Text under study →
The Key Fact the Media Missed When Reporting on Obamacare Medicaid Expansion
Drew Gonshorowski /
States that accepted Obamacare expansions have had Medicaid enrollment increase 18 percent, and total Medicaid spending grow 17.7 percent, a recent report from Kaiser Family Foundation has shown. Alternatively, states that chose not expand under Obamacare had Medicaid enrollment increase 5.1 percent and total spending grew 6.1 percent.
This is not particularly surprising. Obamacare has certainly led to more being enrolled within Medicaid—which has been costly for taxpayers.
Unfortunately, some reporters misread the study and have concluded that it was in fact less costly for states to expand Medicaid through Obamacare.
What tripped up these reporters were figures in the study that related to state government’s share of total spending. Kaiser found that state spending on Medicaid increased 3.4 percent in expansion states, but 6.9 percent in non-expansion states.
States Will Begin to Pay More
However, state spending on Medicaid appeared to decrease because the federal government is temporarily picking up the tab in expansion states. These states will soon start having to pick up more of the cost of Obamacare, as federal funding is scheduled to decline from 100 percent to 90 percent in the coming years.

Recorded data →

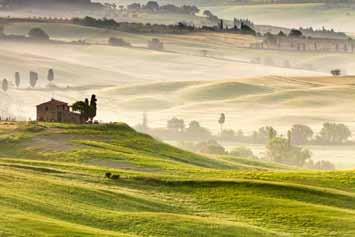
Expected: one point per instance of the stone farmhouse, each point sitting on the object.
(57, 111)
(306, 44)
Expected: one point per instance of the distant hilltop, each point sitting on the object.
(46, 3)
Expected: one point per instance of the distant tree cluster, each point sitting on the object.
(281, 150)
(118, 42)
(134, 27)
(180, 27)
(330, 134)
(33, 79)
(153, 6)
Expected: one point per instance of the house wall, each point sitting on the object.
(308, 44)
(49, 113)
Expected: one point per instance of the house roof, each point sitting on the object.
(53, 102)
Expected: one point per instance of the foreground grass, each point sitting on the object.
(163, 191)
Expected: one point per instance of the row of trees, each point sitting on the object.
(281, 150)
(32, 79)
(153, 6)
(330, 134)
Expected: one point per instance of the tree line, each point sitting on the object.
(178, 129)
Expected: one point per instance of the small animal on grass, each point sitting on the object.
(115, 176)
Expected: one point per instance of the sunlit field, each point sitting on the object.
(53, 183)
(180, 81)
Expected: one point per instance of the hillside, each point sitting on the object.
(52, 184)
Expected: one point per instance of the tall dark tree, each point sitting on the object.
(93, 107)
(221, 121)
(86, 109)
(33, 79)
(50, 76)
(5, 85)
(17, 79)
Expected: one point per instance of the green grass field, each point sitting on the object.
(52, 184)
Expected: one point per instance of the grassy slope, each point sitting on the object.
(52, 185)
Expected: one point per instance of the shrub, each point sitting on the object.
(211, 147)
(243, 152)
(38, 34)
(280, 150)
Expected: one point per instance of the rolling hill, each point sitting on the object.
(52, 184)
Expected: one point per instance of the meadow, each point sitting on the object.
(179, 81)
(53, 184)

==

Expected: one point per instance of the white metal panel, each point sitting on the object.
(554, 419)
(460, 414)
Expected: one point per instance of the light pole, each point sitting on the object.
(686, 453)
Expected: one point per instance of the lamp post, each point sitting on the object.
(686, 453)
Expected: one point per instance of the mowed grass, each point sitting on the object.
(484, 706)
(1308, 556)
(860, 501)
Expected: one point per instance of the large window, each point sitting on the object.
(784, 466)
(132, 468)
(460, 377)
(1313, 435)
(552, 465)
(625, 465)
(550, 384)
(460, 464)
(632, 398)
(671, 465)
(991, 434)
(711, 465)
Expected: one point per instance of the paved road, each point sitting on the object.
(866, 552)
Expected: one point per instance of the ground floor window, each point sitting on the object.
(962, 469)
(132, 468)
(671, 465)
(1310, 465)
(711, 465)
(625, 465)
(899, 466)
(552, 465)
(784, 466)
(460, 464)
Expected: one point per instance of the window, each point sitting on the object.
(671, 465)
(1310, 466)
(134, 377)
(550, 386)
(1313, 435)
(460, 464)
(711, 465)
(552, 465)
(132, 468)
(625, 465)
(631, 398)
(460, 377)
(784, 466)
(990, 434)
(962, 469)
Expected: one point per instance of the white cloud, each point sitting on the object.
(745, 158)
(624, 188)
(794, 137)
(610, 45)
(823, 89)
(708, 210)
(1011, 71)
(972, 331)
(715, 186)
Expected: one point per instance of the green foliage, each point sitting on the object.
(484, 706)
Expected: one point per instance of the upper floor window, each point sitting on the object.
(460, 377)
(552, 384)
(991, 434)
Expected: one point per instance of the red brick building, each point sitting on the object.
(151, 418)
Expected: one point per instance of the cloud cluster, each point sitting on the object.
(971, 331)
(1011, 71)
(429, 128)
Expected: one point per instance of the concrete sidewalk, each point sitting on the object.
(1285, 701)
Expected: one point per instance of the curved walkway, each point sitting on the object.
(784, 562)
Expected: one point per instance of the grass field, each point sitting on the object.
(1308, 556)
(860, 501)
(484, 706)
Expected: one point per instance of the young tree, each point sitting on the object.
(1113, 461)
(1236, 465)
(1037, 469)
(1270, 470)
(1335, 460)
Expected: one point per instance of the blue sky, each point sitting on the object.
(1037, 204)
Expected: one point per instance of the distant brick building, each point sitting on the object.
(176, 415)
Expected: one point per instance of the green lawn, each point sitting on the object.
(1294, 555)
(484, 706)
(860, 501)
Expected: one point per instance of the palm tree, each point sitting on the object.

Questions to answer →
1. Using the article on Obamacare Medicaid expansion, answer the following:
(a) By what percentage did Medicaid enrollment rise in states that accepted the expansions?
(b) By what percentage did state spending on Medicaid rise in non-expansion states?
(c) Federal funding in expansion states is scheduled to decline from what share to what share?
2. Turn the paragraph beginning "States that accepted Obamacare expansions" in the article on Obamacare Medicaid expansion into a short list that keeps its main facts.

Numbered responses →
1.
(a) 18 percent.
(b) 6.9 percent.
(c) From 100 percent to 90 percent.

2.
- Source: a recent Kaiser Family Foundation report
- States that accepted the Obamacare expansions: Medicaid enrollment up 18 percent; total Medicaid spending up 17.7 percent
- States that chose not to expand: Medicaid enrollment up 5.1 percent; total spending up 6.1 percent